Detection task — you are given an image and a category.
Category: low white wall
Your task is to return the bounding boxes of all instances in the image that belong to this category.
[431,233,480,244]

* * *

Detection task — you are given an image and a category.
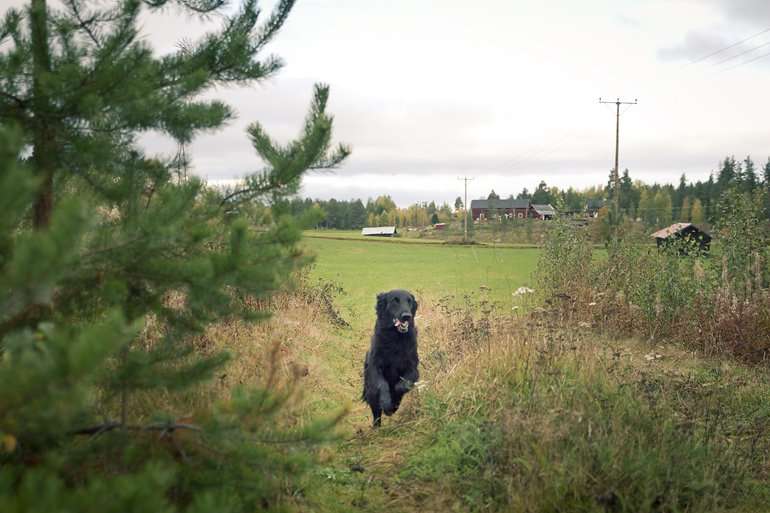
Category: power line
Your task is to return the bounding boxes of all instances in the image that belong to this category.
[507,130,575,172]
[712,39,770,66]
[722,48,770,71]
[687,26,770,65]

---

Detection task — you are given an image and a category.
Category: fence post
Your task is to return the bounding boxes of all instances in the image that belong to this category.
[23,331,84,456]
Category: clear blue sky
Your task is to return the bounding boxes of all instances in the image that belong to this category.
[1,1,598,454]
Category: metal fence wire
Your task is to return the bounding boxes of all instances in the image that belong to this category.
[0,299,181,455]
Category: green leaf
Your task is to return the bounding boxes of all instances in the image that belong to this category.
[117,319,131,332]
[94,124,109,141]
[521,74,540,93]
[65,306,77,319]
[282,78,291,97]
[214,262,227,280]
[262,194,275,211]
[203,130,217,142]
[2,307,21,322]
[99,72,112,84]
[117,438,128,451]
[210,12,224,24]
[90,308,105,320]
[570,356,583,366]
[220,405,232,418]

WHAT YOU ARE ASKED TO DO =>
What is wanted is one number: how many lines in the listing hold the string "fence".

WRITTEN SOLUTION =>
2